◆ TEXT PASSAGE

--*--

There's the "Eiffel Tower" in Las Vegas, and, of course, the entire Austrian village currently being cloned by a Chinese company.
None of these "if you can't beat 'em, copy 'em" projects, however, are as audacious as the one now underway in India, where a larger version of Cambodia's UNESCO World Heritage Site Angkor Wat is being built on the banks of the Ganges in the state of Bihar.
A foundation-laying ceremony for the temple took place on March 5 at the 16-hectare site near Hajipur, about 25 kilometers north of Bihar's capital Patna.
The Mahavir Mandir Trust will undertake the US$20 million project that will take an estimated 10 years to complete. The trust has built a number of hospitals and temples in Bihar, mainly funded by donations.
"The launch of the project has been timed to coincide with the ongoing centenary year celebrations of the foundation of Bihar," the trust's secretary, Acharya Kishore Kunal, told The Hindustan Times.
Angkor Wat is Cambodia's national icon and was built in the early 12th century by King Suryavarman II.
It was first a Hindu temple dedicated to Lord Vishnu. Later it became a Buddhist site.

--*--

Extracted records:
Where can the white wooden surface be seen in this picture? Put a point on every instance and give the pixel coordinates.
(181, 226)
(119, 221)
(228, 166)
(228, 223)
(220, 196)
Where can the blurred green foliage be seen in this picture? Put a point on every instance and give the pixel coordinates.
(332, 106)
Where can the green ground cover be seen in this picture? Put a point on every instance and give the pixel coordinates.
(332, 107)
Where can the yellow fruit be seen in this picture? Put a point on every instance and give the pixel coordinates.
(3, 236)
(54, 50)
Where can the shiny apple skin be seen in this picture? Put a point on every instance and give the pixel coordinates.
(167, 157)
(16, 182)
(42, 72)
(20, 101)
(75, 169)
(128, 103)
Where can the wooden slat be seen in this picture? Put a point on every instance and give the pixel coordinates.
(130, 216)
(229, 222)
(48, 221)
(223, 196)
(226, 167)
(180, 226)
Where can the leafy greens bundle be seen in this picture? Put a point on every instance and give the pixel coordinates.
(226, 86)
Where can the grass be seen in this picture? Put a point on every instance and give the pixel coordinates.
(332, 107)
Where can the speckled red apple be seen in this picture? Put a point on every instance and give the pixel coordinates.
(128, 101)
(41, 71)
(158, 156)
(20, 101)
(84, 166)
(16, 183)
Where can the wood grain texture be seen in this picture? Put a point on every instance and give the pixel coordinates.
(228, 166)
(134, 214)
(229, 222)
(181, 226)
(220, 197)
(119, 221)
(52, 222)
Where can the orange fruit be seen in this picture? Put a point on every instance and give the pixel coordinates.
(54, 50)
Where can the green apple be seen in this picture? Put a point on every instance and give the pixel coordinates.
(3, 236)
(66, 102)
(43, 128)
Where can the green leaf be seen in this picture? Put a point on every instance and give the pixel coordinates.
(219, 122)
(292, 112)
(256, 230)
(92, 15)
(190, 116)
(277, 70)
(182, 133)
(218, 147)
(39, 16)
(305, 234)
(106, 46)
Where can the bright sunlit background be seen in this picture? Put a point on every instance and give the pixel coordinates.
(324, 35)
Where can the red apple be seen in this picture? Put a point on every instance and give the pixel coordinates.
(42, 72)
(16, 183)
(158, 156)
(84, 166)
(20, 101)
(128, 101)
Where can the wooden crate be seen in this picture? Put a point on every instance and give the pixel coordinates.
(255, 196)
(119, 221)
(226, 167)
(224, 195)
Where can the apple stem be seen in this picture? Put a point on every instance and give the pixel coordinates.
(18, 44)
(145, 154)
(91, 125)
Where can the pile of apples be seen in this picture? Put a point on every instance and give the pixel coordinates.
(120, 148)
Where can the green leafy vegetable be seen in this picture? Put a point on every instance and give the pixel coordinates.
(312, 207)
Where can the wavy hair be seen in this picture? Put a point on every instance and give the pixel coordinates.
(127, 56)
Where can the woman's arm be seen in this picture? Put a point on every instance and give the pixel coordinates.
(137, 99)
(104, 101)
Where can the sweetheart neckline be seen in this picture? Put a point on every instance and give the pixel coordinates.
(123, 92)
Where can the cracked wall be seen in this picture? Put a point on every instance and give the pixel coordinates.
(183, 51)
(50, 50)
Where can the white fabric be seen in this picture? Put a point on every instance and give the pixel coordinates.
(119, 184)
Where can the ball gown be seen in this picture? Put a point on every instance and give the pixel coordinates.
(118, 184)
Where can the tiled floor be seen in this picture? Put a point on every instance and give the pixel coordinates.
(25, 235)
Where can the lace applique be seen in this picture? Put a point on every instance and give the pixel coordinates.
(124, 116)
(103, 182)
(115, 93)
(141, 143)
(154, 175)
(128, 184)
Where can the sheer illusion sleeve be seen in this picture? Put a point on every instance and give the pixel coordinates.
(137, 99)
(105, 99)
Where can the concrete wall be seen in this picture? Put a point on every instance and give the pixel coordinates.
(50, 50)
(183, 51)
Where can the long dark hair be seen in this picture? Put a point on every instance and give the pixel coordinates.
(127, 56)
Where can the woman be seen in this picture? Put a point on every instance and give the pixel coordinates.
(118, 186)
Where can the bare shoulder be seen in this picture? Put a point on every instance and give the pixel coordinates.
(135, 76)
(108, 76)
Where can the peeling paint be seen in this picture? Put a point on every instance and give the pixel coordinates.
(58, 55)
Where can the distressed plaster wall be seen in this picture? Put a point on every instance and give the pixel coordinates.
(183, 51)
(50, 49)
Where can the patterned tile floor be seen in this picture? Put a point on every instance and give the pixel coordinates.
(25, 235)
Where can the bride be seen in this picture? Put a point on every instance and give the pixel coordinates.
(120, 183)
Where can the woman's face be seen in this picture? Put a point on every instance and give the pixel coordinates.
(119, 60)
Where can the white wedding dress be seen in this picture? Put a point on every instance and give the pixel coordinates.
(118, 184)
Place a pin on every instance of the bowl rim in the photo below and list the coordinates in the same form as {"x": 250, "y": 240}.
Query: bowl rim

--*--

Continue the article about the Angkor Wat replica in Bihar, starting after its last sentence.

Bihar's version of Angkor Wat will be called Virat Angkor Wat Ram temple. It hopes to claim the title of world's largest Hindu temple complex with the tallest point reaching 67.6 meters, slightly taller than the original.
"The selected site for construction of the temple has mythological significance," said Kunal of the site in the Vaishali district. "It is believed that the deities Ram, Lakshman and Vishvamitra had visited and were welcomed by King Sumati of the Vaishali kingdom."
Angkor Wat is Cambodia's biggest tourist draw and appears on the Cambodian flag. The number of foreign visitors at Cambodia's Angkor Wat Archaeological Park reached 206,000 in January 2012, nearly 30 percent more than the same month last year.